> _Exercise directions_
Reproduce the oil market commentary starting at "This morning though" and ending at "said on Tuesday.", substituting "end-of-month meeting" for each instance of "November 30th meeting".

Phil Flynn is writer of The Energy Report, a daily market commentary discussing oil, the Middle East, American government, economics, and their effects on the world's energies markets, as well as other commodity markets. Contact Mr. Flynn at (888) 264-5665

Oil prices have moved up and down based in part on OPEC Plus delaying tactics. Markets were very concerned that disagreement between Saudi Arabia and smaller African nations regarding their production levels could derail the rollover of the expected OPEC plus agreement. As a reminder, that cut is about 5 million barrels per day (bpd), or about 5% of daily global demand. It’s a series of steps that started in late 2022. This includes Saudi Arabia’s additional voluntary production cut of 1 million bpd which is due to expire at the end of December and a Russian export cut of 300,000 bpd also until the end of the year according to Reuters.  We are also getting support from weather. Reuters reported that “A severe storm in the Black Sea region has disrupted up to 2 million barrels per day (bpd) of oil exports from Kazakhstan and Russia, according to state officials and port agent data, raising the prospect of short-term supply tightness. Kazakhstan’s largest oilfields are cutting combined daily oil output by 56% from Nov. 27, the Kazakh energy ministry said.

This morning though there are reports that OPEC plus talks are continuing and there is no fresh delay expected to the November 30th meeting. This is coming from 2 unnamed OPEC sources which have been very busy in recent days sending messages to the market and causing flips and dips. Just yesterday for example there were four unnamed OPEC sources that dropped hints that there indeed could be a delay to the November 30th meeting because of this ongoing dispute between Saudi Arabia and smaller African producers. Reuters reported these very busy unnamed sources as saying that the OPEC+ talks on oil policy are difficult, making a rollover a possibility rather than deeper production cuts to support the market, four OPEC+ sources said on Tuesday.

> _Dataset records_
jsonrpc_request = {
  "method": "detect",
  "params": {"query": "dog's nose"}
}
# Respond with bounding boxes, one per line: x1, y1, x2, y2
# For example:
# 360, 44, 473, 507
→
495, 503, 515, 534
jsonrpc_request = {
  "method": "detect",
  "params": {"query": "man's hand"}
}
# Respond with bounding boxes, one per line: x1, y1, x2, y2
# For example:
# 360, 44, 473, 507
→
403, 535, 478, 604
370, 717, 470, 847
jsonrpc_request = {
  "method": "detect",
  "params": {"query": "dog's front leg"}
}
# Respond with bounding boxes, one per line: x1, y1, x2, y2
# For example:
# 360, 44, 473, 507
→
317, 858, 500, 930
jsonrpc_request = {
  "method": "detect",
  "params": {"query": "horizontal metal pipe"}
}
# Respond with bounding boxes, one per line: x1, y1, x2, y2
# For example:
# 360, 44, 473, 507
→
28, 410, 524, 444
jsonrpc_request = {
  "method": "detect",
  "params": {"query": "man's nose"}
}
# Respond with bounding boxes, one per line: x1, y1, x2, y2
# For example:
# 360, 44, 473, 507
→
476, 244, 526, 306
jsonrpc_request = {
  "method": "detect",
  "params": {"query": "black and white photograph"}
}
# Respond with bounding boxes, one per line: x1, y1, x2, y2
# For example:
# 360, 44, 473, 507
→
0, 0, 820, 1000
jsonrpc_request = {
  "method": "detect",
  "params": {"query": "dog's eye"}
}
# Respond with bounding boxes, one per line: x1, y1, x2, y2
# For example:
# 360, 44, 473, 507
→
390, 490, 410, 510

> _Problem solution_
This morning though there are reports that OPEC plus talks are continuing and there is no fresh delay expected to the end-of-month meeting. This is coming from 2 unnamed OPEC sources which have been very busy in recent days sending messages to the market and causing flips and dips. Just yesterday for example there were four unnamed OPEC sources that dropped hints that there indeed could be a delay to the end-of-month meeting because of this ongoing dispute between Saudi Arabia and smaller African producers. Reuters reported these very busy unnamed sources as saying that the OPEC+ talks on oil policy are difficult, making a rollover a possibility rather than deeper production cuts to support the market, four OPEC+ sources said on Tuesday.